> **Tasks to perform**:
[a] In the denim industry article below, what is the estimated worth of the denim jean industry?
[b] Print the part of the denim industry article below between "James Bartle: The" and "his top priorities.", inclusive.

::: Supplied text :::

James Bartle: The denim industry can lead life-transforming, generational change
James Bartle, CEO of Australia’s Outland Denim, believes manufacturers and brands should put competition aside to tackle the industry’s big problems – and supporting vulnerable workers in supply chains is among his top priorities.
According to the Walk Free Foundation, one in 130 women and girls globally are victims of modern slavery. Covid-19 threatens to only make this figure even more devastating with millions of already vulnerable people either out of work or living on reduced wages due to the pandemic. Human trafficking, just one form of modern slavery, is a $150 billion industry, which casts a large shadow over the value of the denim jean industry, worth an estimated $70 billion. When faced with these numbers, it’s impossible to ignore.
When we started building the foundation of what would become Outland Denim, I’ll humbly admit to not knowing a lot about denim, but I did, and still do, wholeheartedly believe that it is the key to solving this global injustice — the idea being to support women who have come from backgrounds of modern slavery, exploitation or vulnerability, not with charity but stable and safe employment that in turn allows them to support their family and contribute to the prosperity of their wider community. It’s nothing above and beyond. Incredible things will happen when we simply do the bare minimum in providing people the human rights and support they deserve. And in 2021, consumers understand more than ever that brands are either part of the solution or part of the problem.

::: Source information :::

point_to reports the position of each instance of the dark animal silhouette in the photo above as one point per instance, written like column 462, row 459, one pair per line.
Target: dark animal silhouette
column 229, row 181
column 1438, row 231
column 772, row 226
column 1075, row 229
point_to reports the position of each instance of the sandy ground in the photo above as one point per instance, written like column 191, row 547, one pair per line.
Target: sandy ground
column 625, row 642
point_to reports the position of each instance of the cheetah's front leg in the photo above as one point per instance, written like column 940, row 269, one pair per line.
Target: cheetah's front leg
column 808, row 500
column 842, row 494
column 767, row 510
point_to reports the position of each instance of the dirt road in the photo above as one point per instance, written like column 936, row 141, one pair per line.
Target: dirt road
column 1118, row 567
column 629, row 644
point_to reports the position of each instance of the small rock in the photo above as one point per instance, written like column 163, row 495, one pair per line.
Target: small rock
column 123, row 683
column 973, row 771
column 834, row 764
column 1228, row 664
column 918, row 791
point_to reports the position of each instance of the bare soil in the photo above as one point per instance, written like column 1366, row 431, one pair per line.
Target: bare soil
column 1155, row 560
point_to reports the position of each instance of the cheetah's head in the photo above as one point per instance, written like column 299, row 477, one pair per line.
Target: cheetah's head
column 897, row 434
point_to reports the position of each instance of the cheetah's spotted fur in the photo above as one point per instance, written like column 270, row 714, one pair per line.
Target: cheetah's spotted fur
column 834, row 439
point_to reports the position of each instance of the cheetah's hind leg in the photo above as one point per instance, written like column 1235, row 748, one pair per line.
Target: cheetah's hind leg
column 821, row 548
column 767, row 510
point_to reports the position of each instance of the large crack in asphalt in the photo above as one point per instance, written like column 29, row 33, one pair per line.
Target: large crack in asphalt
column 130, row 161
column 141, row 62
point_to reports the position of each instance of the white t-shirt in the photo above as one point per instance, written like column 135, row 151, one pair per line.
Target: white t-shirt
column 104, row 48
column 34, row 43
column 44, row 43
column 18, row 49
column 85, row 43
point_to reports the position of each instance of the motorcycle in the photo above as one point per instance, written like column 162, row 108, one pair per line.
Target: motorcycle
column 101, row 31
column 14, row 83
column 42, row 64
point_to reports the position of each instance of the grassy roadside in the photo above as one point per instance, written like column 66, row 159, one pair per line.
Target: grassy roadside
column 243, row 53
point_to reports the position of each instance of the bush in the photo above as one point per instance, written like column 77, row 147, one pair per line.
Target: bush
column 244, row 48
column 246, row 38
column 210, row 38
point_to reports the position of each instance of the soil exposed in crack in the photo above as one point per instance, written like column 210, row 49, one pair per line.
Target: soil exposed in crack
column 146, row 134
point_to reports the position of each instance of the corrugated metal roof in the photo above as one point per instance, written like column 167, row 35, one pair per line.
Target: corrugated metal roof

:::

> **Results of the tasks**:
[a] An estimated $70 billion.

[b]
James Bartle: The denim industry can lead life-transforming, generational change
James Bartle, CEO of Australia’s Outland Denim, believes manufacturers and brands should put competition aside to tackle the industry’s big problems – and supporting vulnerable workers in supply chains is among his top priorities.